Dataset records |
··········

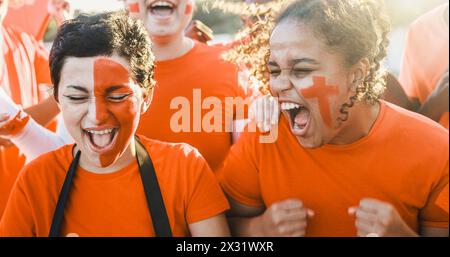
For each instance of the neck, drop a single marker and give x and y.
(126, 159)
(165, 49)
(446, 15)
(360, 122)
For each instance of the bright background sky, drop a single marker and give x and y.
(96, 5)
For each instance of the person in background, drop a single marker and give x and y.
(424, 75)
(185, 66)
(102, 92)
(24, 67)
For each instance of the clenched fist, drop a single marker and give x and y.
(377, 218)
(288, 218)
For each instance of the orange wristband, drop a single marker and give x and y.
(15, 126)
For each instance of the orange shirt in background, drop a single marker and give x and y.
(37, 18)
(113, 204)
(26, 67)
(426, 56)
(403, 161)
(201, 68)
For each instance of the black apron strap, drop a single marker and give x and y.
(58, 216)
(153, 194)
(152, 191)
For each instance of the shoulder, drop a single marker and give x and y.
(415, 124)
(431, 18)
(415, 134)
(48, 168)
(170, 152)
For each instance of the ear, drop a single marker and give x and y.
(358, 73)
(189, 7)
(147, 97)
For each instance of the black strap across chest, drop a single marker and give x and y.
(155, 202)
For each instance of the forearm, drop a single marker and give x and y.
(432, 108)
(246, 226)
(35, 140)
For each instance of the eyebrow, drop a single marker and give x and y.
(79, 88)
(113, 88)
(307, 60)
(296, 61)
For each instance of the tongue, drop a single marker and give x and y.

··········

Work instruction | Apart from the pictures, all of the data should be repeated exactly.

Solution to this problem |
For each instance of the neck, drop a single marker and give x and y.
(126, 159)
(165, 49)
(446, 15)
(360, 122)
For each instance of the bright background sky, drop a single marker and give x and y.
(96, 5)
For each instance of the person in background, drop a single marker and give x and y.
(424, 75)
(185, 66)
(102, 92)
(24, 67)
For each instance of the clenched fist, drop a single marker and give x and y.
(377, 218)
(288, 218)
For each instance of the orange wristband, drop a single marker and give x and y.
(15, 126)
For each instance of the orange shirt in background, drop a single marker and give x and y.
(37, 18)
(113, 204)
(26, 67)
(426, 56)
(403, 161)
(201, 68)
For each instance of the black apron strap, drop a single marker and give x and y.
(58, 216)
(153, 194)
(152, 191)
For each instance of the shoulder, drop a single marker and give x and y.
(415, 124)
(431, 18)
(415, 134)
(48, 168)
(170, 152)
For each instance of the ear, drop a single marker and give x and y.
(358, 73)
(189, 7)
(147, 97)
For each instance of the black strap across chest, drop a single marker and give x and y.
(155, 202)
For each instance of the forearm, drop a single marker and give x and y.
(432, 108)
(246, 226)
(35, 140)
For each instance of the eyebrow, drop a single marker and give x and y.
(79, 88)
(113, 88)
(307, 60)
(296, 61)
For each instance of the tongue, drop a single marker and give x and y.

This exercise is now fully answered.